- Textauszug
# # #
Führungskräfte müssen authentisch sein – müssen sie?

7. Juni 2019

Eine kurze Reflexion incl. Empfehlung zu einer immer wieder erhobenen Forderung

In den Medien wird erneut diskutiert und konstatiert: „liebe CEO´s, CFO´s, Geschäftsführerinnen, Abteilungsleiter, Eure noch so ausgeklügelte Strategie wird Euch wenig nutzen, wenn Ihr nicht authentisch rüberkommt. Ihr werdet nur dann wirksam sein, wenn Ihr als authentisch erlebt werdet.“
So das aktuelle Mantra, belegt mit Umfragewerten. Besonders die jüngeren Mitarbeitenden seien da besonders aufmerksam und wenden sich frustriert ab („Ich lasse mich doch nicht verarschen“), wenn sie den Eindruck haben, es wird ihnen ein X für ein U vorgemacht.
# # #
- Bereitgestelltes Material
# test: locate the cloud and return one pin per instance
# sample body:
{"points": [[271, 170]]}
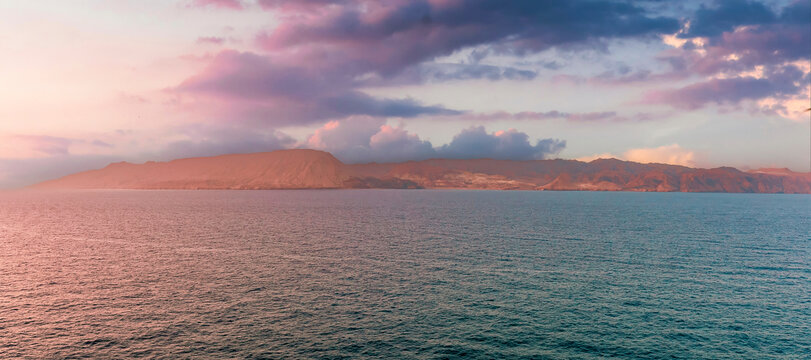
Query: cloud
{"points": [[245, 85], [782, 83], [202, 141], [668, 154], [225, 4], [18, 146], [367, 139], [390, 36], [318, 60], [726, 16], [214, 40], [511, 144], [745, 51], [672, 154]]}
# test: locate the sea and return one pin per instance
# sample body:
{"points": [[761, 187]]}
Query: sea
{"points": [[404, 274]]}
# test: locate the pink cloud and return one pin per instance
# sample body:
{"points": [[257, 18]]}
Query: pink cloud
{"points": [[226, 4]]}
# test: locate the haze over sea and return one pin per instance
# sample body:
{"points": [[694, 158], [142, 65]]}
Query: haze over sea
{"points": [[417, 274]]}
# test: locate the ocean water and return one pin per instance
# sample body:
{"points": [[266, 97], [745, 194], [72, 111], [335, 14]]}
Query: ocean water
{"points": [[412, 274]]}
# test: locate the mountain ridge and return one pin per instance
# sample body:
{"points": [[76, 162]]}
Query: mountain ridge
{"points": [[314, 169]]}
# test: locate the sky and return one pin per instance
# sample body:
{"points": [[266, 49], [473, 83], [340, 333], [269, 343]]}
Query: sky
{"points": [[695, 83]]}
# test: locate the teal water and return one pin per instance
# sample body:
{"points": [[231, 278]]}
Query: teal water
{"points": [[414, 274]]}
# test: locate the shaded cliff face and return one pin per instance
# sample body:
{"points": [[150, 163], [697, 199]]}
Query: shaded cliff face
{"points": [[310, 169]]}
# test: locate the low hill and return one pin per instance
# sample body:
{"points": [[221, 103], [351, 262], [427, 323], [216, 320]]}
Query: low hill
{"points": [[312, 169]]}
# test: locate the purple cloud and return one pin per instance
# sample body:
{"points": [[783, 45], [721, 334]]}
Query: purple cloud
{"points": [[732, 90], [366, 139], [475, 142]]}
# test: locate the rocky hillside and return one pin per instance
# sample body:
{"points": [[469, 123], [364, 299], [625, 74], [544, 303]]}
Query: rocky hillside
{"points": [[311, 169]]}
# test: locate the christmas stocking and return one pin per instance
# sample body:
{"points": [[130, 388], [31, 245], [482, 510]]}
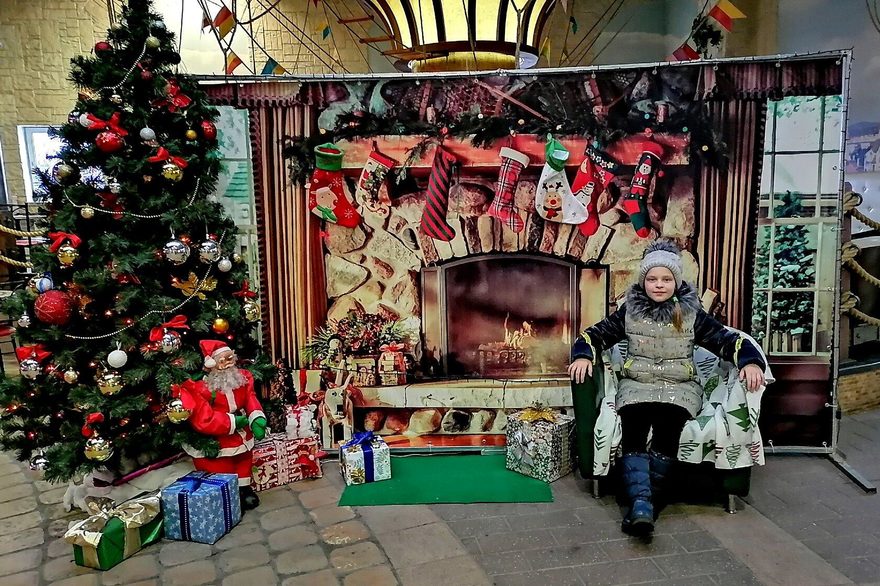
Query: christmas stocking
{"points": [[437, 198], [373, 174], [327, 197], [593, 176], [636, 203], [553, 198], [512, 163]]}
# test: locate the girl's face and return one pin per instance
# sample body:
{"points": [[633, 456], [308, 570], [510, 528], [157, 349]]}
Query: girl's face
{"points": [[660, 284]]}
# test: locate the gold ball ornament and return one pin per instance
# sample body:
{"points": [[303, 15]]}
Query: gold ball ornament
{"points": [[220, 326], [251, 310], [176, 412], [172, 172], [67, 255], [98, 449], [110, 383]]}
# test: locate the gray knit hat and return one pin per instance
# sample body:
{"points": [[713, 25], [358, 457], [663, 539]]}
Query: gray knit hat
{"points": [[661, 253]]}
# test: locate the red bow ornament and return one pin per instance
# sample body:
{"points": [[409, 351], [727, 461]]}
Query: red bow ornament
# # #
- Aufgaben
A – Schreiben Sie den Abschnitt des Textauszugs neu, der bei „In den Medien“ beginnt und bei „ein U vorgemacht.“ endet, und setzen Sie dabei „Credo“ an die Stelle von „Mantra“.
B – Womit ist das aktuelle Mantra laut Textauszug belegt?
Die Einträge stammen aus einer anderen Quelle.

- Lösungen
A –
In den Medien wird erneut diskutiert und konstatiert: „liebe CEO´s, CFO´s, Geschäftsführerinnen, Abteilungsleiter, Eure noch so ausgeklügelte Strategie wird Euch wenig nutzen, wenn Ihr nicht authentisch rüberkommt. Ihr werdet nur dann wirksam sein, wenn Ihr als authentisch erlebt werdet.“
So das aktuelle Credo, belegt mit Umfragewerten. Besonders die jüngeren Mitarbeitenden seien da besonders aufmerksam und wenden sich frustriert ab („Ich lasse mich doch nicht verarschen“), wenn sie den Eindruck haben, es wird ihnen ein X für ein U vorgemacht.

B – Mit Umfragewerten.